Convert each line of the records below into a row of a Markdown table with the columns Row and Line, numbering the rows and leaving out blank lines.

AVAILABLE RECORDS =>

━━━━━━━━━━━━━━━━━━━━━━━━━━━━━━

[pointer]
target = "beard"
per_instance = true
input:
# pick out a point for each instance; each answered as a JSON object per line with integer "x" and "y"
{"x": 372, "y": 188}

━━━━━━━━━━━━━━━━━━━━━━━━━━━━━━

TASK SOLUTION =>
| Row | Line |
|---|---|
| 1 | [pointer] |
| 2 | target = "beard" |
| 3 | per_instance = true |
| 4 | input: |
| 5 | # pick out a point for each instance; each answered as a JSON object per line with integer "x" and "y" |
| 6 | {"x": 372, "y": 188} |